Copy the listing again from the line containing "Please put a point on each instance of the gray" through the end of the listing, requests included, and offset every x and y coordinate in the answers by adding 87.
-- -- --
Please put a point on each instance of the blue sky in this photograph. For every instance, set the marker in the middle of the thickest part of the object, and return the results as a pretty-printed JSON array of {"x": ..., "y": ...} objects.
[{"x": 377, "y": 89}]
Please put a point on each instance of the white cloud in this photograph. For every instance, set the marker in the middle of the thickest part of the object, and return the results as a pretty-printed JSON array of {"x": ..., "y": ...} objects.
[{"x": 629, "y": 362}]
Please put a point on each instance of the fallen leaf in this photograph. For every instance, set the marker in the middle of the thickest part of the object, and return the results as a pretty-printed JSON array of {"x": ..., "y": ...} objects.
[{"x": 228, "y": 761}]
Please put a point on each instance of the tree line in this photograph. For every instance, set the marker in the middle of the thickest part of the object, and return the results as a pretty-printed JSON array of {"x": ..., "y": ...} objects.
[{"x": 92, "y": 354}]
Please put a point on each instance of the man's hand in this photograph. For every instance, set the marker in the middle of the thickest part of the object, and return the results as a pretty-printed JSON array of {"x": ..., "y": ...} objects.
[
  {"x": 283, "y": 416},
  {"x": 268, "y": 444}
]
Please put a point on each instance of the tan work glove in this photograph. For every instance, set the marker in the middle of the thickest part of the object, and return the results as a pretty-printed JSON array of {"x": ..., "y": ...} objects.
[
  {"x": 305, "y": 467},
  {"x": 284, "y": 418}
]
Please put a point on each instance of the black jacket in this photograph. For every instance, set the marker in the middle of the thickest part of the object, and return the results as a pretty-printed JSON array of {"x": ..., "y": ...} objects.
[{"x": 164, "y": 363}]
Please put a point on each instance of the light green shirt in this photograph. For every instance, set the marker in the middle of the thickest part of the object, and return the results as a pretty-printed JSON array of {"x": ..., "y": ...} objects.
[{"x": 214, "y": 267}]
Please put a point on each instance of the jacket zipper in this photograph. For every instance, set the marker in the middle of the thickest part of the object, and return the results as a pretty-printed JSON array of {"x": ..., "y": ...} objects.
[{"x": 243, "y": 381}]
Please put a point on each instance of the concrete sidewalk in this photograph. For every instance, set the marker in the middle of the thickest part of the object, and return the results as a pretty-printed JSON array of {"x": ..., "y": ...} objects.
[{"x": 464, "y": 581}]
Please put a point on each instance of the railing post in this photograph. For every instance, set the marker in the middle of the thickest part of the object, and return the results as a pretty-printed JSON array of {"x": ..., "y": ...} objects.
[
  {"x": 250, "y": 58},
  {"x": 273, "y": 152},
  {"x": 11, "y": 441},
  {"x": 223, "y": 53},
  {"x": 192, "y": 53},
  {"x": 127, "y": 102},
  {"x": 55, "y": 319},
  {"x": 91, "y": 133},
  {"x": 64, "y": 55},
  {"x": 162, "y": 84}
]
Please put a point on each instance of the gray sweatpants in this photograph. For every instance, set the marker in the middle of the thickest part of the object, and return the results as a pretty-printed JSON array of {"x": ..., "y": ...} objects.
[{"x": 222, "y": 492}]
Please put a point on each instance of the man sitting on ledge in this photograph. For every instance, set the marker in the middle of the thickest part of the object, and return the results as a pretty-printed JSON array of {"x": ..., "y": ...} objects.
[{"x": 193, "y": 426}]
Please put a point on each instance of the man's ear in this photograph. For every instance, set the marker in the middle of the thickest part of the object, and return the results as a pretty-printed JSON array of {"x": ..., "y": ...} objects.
-- -- --
### [Solution to the exercise]
Please put a point on each instance of the gray sweatpants in this photograph. For every instance, set the marker in the middle of the thickest part of the object, and return the results as a pretty-printed JSON array of {"x": ..., "y": ...} objects.
[{"x": 309, "y": 579}]
Please put a point on each instance of the man sitting on ledge in this photograph. For every instance, set the marker in the middle of the thickest part of the object, and return the results as a pretty-printed JSON array of {"x": ..., "y": ...} objects.
[{"x": 280, "y": 513}]
Please put a point on each instance of the man's ear in this photograph. For every instance, set the marker in the middle of the thickest part of the object, and return the results as a pretty-printed JSON array of {"x": ..., "y": ...} objects.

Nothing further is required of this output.